Gritti Venice: Hemingway’s Window
Not only can I look down from Hemingway’s window, I can also sit in his chair."
Adrian Mourby in the newly unveiled Hemingway Suite at the Gritti Palace which reopened last month after an 18 month refurbishment.
Outside my window the men who punt the black traghetti back and forth joke while waiting for customers. The traghetto has crossed at this point for centuries. There are only a few places on the great serpentine coil of Venice’s Grand Canal that are still served by them, but when Hemingway, Somerset Maugham or John Ruskin wanted to get across the Grand Canal, these eminent men of English letters could just walk outside the Gritti Palace and step on board. It’s one of the many advantages of this sixteenth century brick palazzo that became a hotel in the nineteenth.
To commemorate these writers, the newly reopened Gritti Palace has named a suite after each.

(What is asked):
1. Translate this sentence from the Gritti Palace article above into French: "The traghetto has crossed at this point for centuries."
2. According to the Gritti Palace article, how long was the refurbishment before the hotel reopened?
3. Write the next few sentences of the Gritti Palace article, picking up after its final sentence.

(Material supplied):
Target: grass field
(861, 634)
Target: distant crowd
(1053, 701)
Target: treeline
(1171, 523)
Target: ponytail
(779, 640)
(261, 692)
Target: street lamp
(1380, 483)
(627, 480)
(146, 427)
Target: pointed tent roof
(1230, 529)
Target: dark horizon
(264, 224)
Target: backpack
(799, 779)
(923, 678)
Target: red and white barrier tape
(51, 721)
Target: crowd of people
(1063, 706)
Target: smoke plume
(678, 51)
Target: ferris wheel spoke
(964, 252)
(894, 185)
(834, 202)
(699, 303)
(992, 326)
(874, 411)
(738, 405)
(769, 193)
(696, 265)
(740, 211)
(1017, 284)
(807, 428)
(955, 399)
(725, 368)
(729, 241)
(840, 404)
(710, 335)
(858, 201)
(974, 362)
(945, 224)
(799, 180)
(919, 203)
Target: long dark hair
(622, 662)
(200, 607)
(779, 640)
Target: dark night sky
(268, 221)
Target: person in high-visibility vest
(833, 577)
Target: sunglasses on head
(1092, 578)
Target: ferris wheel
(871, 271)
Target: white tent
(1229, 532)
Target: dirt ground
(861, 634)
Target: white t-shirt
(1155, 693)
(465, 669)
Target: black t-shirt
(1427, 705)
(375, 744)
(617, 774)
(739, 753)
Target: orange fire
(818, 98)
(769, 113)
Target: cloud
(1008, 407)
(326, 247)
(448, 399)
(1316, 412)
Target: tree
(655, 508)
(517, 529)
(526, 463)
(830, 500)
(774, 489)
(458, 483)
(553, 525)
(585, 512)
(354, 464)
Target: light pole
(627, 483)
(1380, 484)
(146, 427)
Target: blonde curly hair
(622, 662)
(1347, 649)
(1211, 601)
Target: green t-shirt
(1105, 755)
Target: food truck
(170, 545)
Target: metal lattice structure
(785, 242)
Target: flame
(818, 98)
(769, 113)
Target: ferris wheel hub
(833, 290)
---
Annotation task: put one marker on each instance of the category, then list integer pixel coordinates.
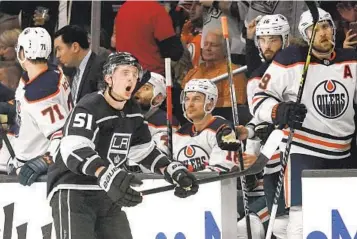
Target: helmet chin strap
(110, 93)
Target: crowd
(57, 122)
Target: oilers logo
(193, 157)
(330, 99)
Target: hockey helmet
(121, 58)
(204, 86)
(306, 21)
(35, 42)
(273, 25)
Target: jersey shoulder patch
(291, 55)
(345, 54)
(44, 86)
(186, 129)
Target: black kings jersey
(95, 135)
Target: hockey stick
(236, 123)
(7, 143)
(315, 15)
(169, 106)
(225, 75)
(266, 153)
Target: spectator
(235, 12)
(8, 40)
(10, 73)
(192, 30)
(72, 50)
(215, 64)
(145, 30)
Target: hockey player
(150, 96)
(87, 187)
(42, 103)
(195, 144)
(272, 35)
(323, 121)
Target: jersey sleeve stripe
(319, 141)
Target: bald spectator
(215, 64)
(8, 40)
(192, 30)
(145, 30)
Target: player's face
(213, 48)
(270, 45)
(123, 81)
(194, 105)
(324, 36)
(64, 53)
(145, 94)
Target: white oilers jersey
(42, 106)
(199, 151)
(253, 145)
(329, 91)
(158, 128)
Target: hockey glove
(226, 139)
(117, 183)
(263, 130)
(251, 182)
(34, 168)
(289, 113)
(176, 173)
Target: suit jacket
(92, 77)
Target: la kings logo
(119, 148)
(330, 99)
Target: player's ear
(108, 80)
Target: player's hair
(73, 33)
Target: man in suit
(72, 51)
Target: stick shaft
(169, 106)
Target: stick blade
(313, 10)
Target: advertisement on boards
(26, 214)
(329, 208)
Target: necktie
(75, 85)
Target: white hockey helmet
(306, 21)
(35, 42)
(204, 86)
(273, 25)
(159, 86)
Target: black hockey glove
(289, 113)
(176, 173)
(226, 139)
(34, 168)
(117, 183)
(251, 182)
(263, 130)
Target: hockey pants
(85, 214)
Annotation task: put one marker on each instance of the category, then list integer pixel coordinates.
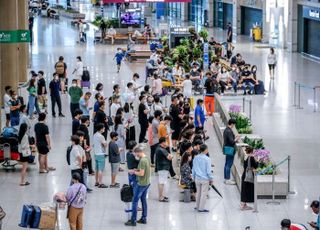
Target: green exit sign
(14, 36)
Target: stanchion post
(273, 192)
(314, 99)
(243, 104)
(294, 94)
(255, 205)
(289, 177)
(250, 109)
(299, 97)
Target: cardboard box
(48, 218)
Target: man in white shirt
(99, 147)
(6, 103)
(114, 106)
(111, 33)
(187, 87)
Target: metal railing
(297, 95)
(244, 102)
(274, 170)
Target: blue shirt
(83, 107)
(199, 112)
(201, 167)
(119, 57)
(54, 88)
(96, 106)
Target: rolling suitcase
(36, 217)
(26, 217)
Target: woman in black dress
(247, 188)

(Responses by task):
1. Le traghetto traverse à cet endroit depuis des siècles.

2. It lasted 18 months.

3.
Not only can I look down from Hemingway’s window, I can also sit in his chair. When the Gritti closed eighteen months ago for refurbishment, every item of furniture, every picture and Murano glass chandelier was labelled and stored, which is why I know that Papa Hemingway sat in this unremarkable low green chair. By the time Hem was staying at the Gritti he had grown corpulent, sitting here his belly would have rested low on his thighs. As I take his place, I can’t help wondering what he would have made of the new Gritti and the suite that bears his name. No doubt he would have found it all a bit over-decorated, and more to the taste of “Miss Mary”, his hard-faced fourth wife who is pictured on the wall opposite. She and Papa are standing on the terrace of the Gritti during one of her visits, circa 1949.
There is only one Gritti Palace, and there is only one true Hemingway's Suite.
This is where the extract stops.